-------- RECORDS SHOWN --------
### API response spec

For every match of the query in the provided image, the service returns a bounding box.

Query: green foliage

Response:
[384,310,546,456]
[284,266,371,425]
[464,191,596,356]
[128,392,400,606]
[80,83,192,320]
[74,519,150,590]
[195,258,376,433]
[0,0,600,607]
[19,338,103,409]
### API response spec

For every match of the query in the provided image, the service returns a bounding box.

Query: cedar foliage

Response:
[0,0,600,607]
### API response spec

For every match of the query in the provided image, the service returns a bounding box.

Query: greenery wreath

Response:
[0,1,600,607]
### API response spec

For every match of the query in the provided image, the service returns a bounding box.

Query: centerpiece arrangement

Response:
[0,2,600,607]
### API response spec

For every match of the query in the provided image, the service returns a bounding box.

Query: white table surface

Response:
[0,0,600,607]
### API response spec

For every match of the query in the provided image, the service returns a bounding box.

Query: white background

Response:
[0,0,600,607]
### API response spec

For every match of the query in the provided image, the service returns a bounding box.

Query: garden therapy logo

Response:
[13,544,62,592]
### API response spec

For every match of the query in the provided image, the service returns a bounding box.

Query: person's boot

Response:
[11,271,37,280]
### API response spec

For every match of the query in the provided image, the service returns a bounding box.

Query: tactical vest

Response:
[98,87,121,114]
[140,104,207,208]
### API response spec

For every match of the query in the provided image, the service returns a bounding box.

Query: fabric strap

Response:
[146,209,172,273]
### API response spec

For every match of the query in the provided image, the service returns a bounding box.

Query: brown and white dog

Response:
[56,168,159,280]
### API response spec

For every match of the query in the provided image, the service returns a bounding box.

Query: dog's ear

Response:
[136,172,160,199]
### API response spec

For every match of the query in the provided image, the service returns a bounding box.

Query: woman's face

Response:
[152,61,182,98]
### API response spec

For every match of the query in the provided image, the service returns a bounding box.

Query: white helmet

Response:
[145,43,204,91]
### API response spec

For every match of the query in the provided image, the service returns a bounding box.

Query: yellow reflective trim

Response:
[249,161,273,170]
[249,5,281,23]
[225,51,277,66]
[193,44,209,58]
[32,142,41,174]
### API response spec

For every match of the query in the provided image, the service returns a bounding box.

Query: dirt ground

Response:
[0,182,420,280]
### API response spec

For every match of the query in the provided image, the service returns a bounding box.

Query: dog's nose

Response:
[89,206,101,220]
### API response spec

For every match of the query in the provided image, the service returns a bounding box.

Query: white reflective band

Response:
--------
▸ **SET TASK**: Tally the lines of the records above that contain the word "foliage", and give only that number.

▸ **EXERCISE SOLUTION**: 2